# GOAL:
Please echo word for word the lines of the listing below, starting with the line that contains "of the glass" and going on through the final line of the listing.

(Excerpts of pointing data)

=====

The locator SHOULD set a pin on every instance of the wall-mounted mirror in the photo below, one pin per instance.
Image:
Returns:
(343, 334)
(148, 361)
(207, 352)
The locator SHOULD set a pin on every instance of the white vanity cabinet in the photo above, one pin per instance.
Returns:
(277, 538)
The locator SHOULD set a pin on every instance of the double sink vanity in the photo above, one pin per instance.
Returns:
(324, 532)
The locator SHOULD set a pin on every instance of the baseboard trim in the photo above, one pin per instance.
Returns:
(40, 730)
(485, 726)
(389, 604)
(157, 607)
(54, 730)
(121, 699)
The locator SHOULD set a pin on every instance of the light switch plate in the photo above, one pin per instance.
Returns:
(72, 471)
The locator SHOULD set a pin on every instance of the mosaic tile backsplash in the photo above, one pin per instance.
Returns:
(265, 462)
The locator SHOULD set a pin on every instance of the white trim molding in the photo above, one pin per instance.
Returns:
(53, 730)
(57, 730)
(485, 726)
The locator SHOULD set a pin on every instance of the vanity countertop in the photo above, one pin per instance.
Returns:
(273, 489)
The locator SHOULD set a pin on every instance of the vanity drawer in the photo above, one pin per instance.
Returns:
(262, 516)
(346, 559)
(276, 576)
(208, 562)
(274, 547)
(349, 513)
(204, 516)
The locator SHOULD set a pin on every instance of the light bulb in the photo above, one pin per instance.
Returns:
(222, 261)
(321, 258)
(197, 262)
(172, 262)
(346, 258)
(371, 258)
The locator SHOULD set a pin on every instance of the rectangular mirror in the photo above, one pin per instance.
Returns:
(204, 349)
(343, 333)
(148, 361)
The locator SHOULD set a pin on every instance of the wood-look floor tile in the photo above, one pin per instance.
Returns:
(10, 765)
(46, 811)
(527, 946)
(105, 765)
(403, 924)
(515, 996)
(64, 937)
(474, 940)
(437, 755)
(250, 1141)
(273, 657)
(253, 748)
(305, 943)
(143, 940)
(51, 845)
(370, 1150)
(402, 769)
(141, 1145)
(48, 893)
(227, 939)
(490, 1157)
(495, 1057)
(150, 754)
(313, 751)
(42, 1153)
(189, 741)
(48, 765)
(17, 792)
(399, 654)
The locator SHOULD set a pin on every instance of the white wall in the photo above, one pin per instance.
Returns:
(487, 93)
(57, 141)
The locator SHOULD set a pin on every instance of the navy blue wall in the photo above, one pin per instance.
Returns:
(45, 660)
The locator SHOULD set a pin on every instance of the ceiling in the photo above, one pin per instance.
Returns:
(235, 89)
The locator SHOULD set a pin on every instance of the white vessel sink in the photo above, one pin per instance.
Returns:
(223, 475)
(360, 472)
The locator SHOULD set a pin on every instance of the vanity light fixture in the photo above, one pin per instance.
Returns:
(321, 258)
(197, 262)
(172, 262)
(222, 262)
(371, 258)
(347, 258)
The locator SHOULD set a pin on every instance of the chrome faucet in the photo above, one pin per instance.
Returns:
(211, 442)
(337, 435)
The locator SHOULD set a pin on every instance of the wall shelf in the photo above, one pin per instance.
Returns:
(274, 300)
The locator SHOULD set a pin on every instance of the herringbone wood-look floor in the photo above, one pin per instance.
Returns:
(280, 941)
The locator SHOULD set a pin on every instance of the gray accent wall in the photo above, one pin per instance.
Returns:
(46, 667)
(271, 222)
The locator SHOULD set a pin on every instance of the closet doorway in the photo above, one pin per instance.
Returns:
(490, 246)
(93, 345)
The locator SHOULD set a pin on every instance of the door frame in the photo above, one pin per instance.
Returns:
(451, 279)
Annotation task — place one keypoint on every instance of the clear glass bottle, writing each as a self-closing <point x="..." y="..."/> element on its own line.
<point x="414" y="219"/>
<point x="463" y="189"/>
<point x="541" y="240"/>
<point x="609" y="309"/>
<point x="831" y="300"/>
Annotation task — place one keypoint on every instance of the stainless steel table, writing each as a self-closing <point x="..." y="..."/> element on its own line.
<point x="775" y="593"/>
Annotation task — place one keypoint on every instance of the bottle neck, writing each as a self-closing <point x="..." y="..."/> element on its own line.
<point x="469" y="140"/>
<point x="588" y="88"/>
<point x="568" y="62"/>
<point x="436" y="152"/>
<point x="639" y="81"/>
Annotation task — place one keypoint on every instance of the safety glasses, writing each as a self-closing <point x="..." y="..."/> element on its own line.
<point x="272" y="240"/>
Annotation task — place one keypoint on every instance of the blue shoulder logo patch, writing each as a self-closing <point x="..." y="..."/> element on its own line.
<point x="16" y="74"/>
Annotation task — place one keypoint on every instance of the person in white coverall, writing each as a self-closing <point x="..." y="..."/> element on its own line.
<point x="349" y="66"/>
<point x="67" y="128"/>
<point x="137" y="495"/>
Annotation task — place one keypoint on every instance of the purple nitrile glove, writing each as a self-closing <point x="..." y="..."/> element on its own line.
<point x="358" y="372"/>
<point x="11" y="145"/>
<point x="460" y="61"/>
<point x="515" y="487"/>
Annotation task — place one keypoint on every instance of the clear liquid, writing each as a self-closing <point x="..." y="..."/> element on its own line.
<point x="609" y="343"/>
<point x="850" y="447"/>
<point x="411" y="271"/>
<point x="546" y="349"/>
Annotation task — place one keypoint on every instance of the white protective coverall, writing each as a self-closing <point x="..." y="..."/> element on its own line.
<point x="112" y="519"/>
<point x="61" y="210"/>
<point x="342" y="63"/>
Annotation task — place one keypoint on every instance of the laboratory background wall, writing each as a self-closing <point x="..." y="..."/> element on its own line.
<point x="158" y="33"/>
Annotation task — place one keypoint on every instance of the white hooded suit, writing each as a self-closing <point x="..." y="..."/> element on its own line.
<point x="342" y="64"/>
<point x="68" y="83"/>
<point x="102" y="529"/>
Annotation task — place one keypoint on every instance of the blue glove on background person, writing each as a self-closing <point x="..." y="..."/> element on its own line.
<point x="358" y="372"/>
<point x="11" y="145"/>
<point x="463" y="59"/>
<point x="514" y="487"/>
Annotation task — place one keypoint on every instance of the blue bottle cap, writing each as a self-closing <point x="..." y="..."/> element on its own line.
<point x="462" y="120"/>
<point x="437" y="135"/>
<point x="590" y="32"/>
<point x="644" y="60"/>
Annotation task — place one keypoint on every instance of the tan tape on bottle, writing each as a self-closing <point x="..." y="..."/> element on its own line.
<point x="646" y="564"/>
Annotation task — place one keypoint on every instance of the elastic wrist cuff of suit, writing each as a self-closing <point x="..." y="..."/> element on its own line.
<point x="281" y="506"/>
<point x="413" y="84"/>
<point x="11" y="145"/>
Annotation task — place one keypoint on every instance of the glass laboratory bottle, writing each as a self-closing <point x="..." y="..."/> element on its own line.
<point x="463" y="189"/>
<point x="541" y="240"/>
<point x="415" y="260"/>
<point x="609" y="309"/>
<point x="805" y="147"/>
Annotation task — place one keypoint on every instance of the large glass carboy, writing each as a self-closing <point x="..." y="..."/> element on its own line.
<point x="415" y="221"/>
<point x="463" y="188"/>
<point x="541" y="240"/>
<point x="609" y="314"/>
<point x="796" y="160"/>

=====

# WRITTEN ANSWER:
Annotation task — place one keypoint on every instance of the glass laboratory bottle, writing each as a self-closing <point x="..." y="..."/> element on its own line.
<point x="463" y="189"/>
<point x="541" y="240"/>
<point x="415" y="260"/>
<point x="609" y="309"/>
<point x="805" y="147"/>
Annotation task — place one keypoint on every instance of the large glass carboy, writing each as a self-closing <point x="..." y="..."/> element on its own line.
<point x="415" y="221"/>
<point x="463" y="188"/>
<point x="541" y="240"/>
<point x="609" y="314"/>
<point x="796" y="160"/>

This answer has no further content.